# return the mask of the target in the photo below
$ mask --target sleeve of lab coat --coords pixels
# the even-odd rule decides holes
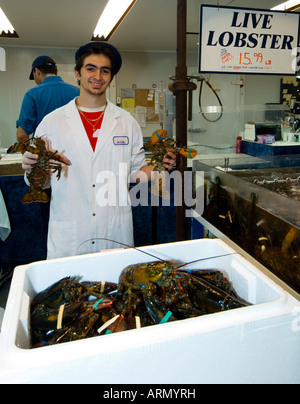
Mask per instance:
[[[133,124],[131,174],[139,171],[146,165],[145,150],[143,149],[143,133],[137,121]]]

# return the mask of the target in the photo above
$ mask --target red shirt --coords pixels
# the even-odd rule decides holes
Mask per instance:
[[[92,149],[95,151],[99,134],[98,130],[101,128],[103,122],[104,110],[97,112],[86,112],[79,110],[79,115],[81,117],[86,134],[90,140]]]

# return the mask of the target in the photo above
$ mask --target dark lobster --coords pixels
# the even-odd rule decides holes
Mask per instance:
[[[22,197],[22,203],[43,202],[49,201],[49,196],[44,192],[44,188],[49,184],[51,172],[57,172],[57,178],[61,176],[63,163],[67,166],[71,162],[58,154],[57,151],[49,151],[46,149],[45,141],[42,138],[35,138],[32,143],[14,143],[7,153],[22,153],[26,151],[37,154],[39,156],[37,163],[33,165],[30,172],[26,173],[29,181],[29,191]]]
[[[33,346],[53,345],[246,307],[217,270],[155,261],[126,267],[119,283],[64,278],[31,304]],[[91,301],[91,297],[94,300]],[[59,326],[58,326],[59,324]]]
[[[95,335],[97,311],[112,305],[106,296],[117,289],[109,282],[79,282],[66,277],[38,293],[31,302],[31,337],[35,347]],[[90,302],[94,297],[96,302]]]
[[[182,271],[172,261],[130,265],[119,278],[116,299],[124,302],[129,318],[136,301],[143,300],[155,324],[249,305],[238,298],[220,271]]]

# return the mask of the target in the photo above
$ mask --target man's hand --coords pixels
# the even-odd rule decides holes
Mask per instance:
[[[38,154],[32,154],[26,151],[22,156],[22,168],[25,171],[30,171],[32,166],[37,163],[38,161]]]
[[[29,141],[29,135],[25,130],[21,127],[18,126],[17,129],[17,141],[21,143],[27,143]]]
[[[164,162],[164,168],[168,171],[173,170],[174,165],[176,163],[176,154],[172,153],[172,152],[168,152],[168,156],[170,158],[164,158],[163,162]]]

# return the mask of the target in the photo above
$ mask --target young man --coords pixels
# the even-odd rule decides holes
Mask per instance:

▶ _WORK REQUIRED_:
Give the listing above again exactly, minus any images.

▶ _RESPONSE BELOW_:
# return the mask of the target in the photo below
$ mask --target sleeve of lab coat --coords pixels
# the even-odd rule decides holes
Mask per instance:
[[[133,124],[131,174],[139,171],[146,165],[145,150],[143,149],[143,133],[137,121]]]

# return the mask of the target in the photo above
$ mask --target red shirt --coords pixels
# the even-odd rule decides holes
Mask per instance:
[[[92,149],[95,151],[99,134],[98,130],[101,128],[103,122],[104,110],[97,112],[86,112],[79,110],[79,115],[81,117],[86,134],[90,140]]]

# return the mask of the target in the photo above
$ mask --target dark lobster --coords pixels
# the even-odd rule decides holes
Mask per instance:
[[[22,197],[22,203],[43,202],[49,201],[49,196],[44,192],[44,188],[49,184],[51,172],[57,172],[57,178],[61,176],[63,163],[67,166],[71,162],[58,154],[57,151],[49,151],[46,149],[45,141],[42,138],[35,138],[32,143],[14,143],[7,153],[22,153],[26,151],[37,154],[39,156],[37,163],[33,165],[30,172],[26,173],[29,181],[29,191]]]
[[[33,346],[53,345],[246,307],[217,270],[155,261],[126,267],[119,283],[64,278],[31,304]],[[91,301],[91,297],[94,300]],[[59,326],[58,326],[59,324]]]
[[[95,335],[97,311],[112,305],[106,296],[117,289],[109,282],[79,282],[66,277],[38,293],[31,302],[31,337],[35,347]],[[90,302],[94,297],[96,302]]]
[[[182,271],[172,261],[130,265],[119,278],[116,299],[124,302],[129,318],[136,301],[143,300],[155,324],[249,305],[238,298],[220,271]]]

# return the mask of the target in the photo above
$ mask --target man's hand --coords pixels
# the even-odd rule decides holes
Mask per instance:
[[[38,154],[32,154],[26,151],[22,156],[22,168],[25,171],[30,171],[32,166],[37,163],[38,161]]]
[[[29,141],[29,135],[25,130],[21,127],[18,126],[17,129],[17,141],[21,143],[27,143]]]
[[[164,162],[164,168],[168,171],[173,170],[174,165],[176,163],[176,154],[172,153],[172,152],[168,152],[168,156],[170,158],[164,158],[163,162]]]

# return the mask of the target in the photo above
$ mask --target young man --coords pixels
# the even-odd rule decides holes
Mask per instance:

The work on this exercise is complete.